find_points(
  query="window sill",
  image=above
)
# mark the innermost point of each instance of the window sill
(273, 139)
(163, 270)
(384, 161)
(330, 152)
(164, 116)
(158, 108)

§ **Work instructions**: Copy every line of the data above again, requests included, and increase both numbers in each coordinate pair of the answers by 150. Keep the request lines exactly the same.

§ **Task output**:
find_points(
  query="window sill",
  image=above
)
# mark the innermost point of each instance of the window sill
(423, 289)
(313, 420)
(534, 311)
(480, 302)
(314, 266)
(308, 258)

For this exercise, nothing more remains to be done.